FRAGMENTO DE PÁGINA »
Estamos en la segunda ola de la pandemia y pienso que, si algo bueno tiene el covid es que ha enriquecido el lenguaje. Ahora hay mucho vocabulario nuevo, palabras que elevan el paladar a bóveda de crucería y palabros que suenan fatal. A las fundacionales como pangolín o anticuerpos, hay que añadir desescalada, respiradores o confinamiento.

Muchas de estas palabras ya existían, de hecho el significante sigue siendo el mismo, lo que cambia es el significado. Un año antes de que los chinos nos atacaran con su carga viral, un sanitario era un váter, en cambio ahora es un trabajador del hospital que viste epis, mascarilla de soldador y traje de astronauta.

En esta segunda ola nos ha sorprendido la movilidad, una sola palabra y muchos significados distintos. La movilidad, aparte de ser un aliado en la difusión del covid, es un cuerpo de agentes municipales que se dedican al control y dirección del tráfico en algunas ciudades.

Ahora la movilidad está otra vez en el candelero. Se habla de ella para no usarla. Es decir, para quedarse quietos. Los que vivimos fuera de la capital estamos asistiendo estos días a un fenómeno curioso: la invasión de nuestros pueblos por parte de los urbanitas del centro que, en la primera parte de la pandemia, sufrieron pavorosos brotes de claustrofobia durante su encierro.

TAREA » Vuelve a escribir entero y sin ningún cambio el texto sobre el nuevo vocabulario de la pandemia.

EXTRACTO DE DATOS »
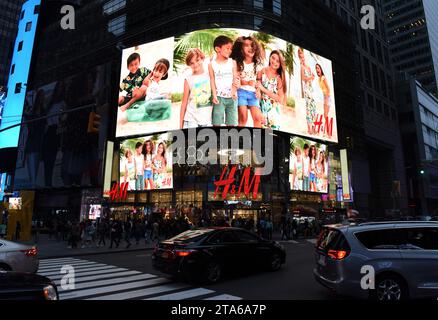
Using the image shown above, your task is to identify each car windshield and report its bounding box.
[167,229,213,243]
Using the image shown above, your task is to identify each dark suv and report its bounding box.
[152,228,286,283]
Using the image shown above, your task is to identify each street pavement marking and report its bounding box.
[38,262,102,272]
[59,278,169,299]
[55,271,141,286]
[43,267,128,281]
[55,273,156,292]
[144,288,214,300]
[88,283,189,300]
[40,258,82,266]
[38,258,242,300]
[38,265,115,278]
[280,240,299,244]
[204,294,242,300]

* * *

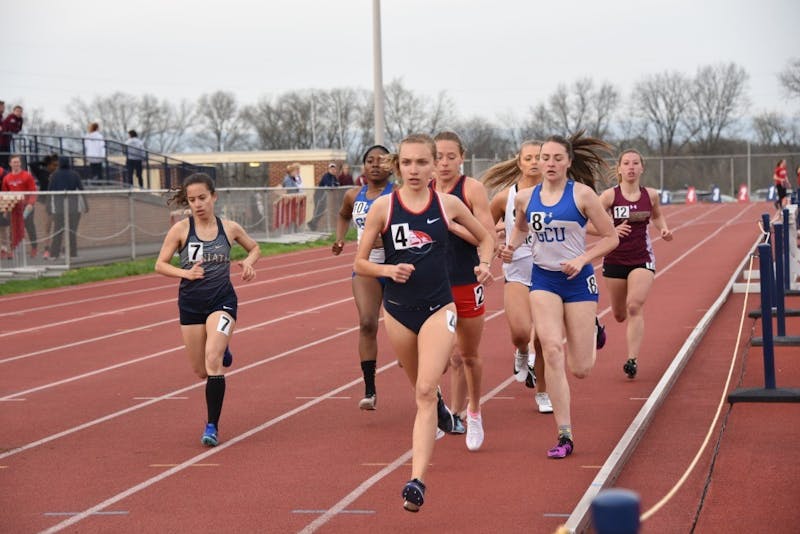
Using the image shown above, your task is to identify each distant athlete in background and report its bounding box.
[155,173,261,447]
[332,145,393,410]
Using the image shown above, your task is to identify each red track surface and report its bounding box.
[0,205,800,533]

--

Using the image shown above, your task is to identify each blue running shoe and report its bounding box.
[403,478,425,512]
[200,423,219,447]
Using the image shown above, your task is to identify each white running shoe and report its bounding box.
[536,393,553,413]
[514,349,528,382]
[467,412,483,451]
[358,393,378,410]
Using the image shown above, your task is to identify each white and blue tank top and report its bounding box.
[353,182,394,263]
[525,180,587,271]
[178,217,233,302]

RESPUESTA »
Estamos en la segunda ola de la pandemia y pienso que, si algo bueno tiene el covid es que ha enriquecido el lenguaje. Ahora hay mucho vocabulario nuevo, palabras que elevan el paladar a bóveda de crucería y palabros que suenan fatal. A las fundacionales como pangolín o anticuerpos, hay que añadir desescalada, respiradores o confinamiento.

Muchas de estas palabras ya existían, de hecho el significante sigue siendo el mismo, lo que cambia es el significado. Un año antes de que los chinos nos atacaran con su carga viral, un sanitario era un váter, en cambio ahora es un trabajador del hospital que viste epis, mascarilla de soldador y traje de astronauta.

En esta segunda ola nos ha sorprendido la movilidad, una sola palabra y muchos significados distintos. La movilidad, aparte de ser un aliado en la difusión del covid, es un cuerpo de agentes municipales que se dedican al control y dirección del tráfico en algunas ciudades.

Ahora la movilidad está otra vez en el candelero. Se habla de ella para no usarla. Es decir, para quedarse quietos. Los que vivimos fuera de la capital estamos asistiendo estos días a un fenómeno curioso: la invasión de nuestros pueblos por parte de los urbanitas del centro que, en la primera parte de la pandemia, sufrieron pavorosos brotes de claustrofobia durante su encierro.